▸ **PROVIDED PASSAGE**
= = = =

A few years later, Dr Wadhwani was a postgraduate student working on a thesis examining why P/E ratios were so low. Influenced by the work of Nobel Prize-winning economist Franco Modigliani, who was exploring the same issue, he published some empirical work linking the low P/E ratios with inflation. This caught the attention of Gavyn Davies at Goldman Sachs, who offered Dr Wadhwani a position as a consultant. “Prior to that I thought I would remain an academic,” he says. “But I started doing some research for Goldman, including creating quantitative models, and I found I rather enjoyed it. One day they asked me if I would join them full time and soon after that I took up the position of director of global equity strategy. Obviously, I was delighted.”
Dr Wadhwani has been involved in quantitative modelling for more than 25 years now, successfully combining academic research with practical application. Between 1999 and 2002, he was a full-time member of the Bank of England’s Monetary Policy Committee, where he gained exposure to a range of different approaches to modelling. “It was fascinating to see how people on the inside did their modelling and witness the multiplicity of models they used,” he says. However, he admits that this ‘multiplicity’ frequently led to conflict. “Those meetings used to get very fraught – it certainly wasn’t a tea party. People were very passionate about what they did, and it’s then inevitable that people will disagree because they all believe that their own views are the correct ones.”

= = = =

▸ **THE TASK**
According to the profile, between which years was Dr Wadhwani a full-time member of the Bank of England's Monetary Policy Committee? Rely solely on the profile for your answer.

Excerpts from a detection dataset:
= = = =

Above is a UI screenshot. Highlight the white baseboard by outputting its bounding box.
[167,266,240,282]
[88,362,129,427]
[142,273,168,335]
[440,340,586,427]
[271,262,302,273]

= = = =

▸ **THE REPLY**
He was a full-time member between 1999 and 2002.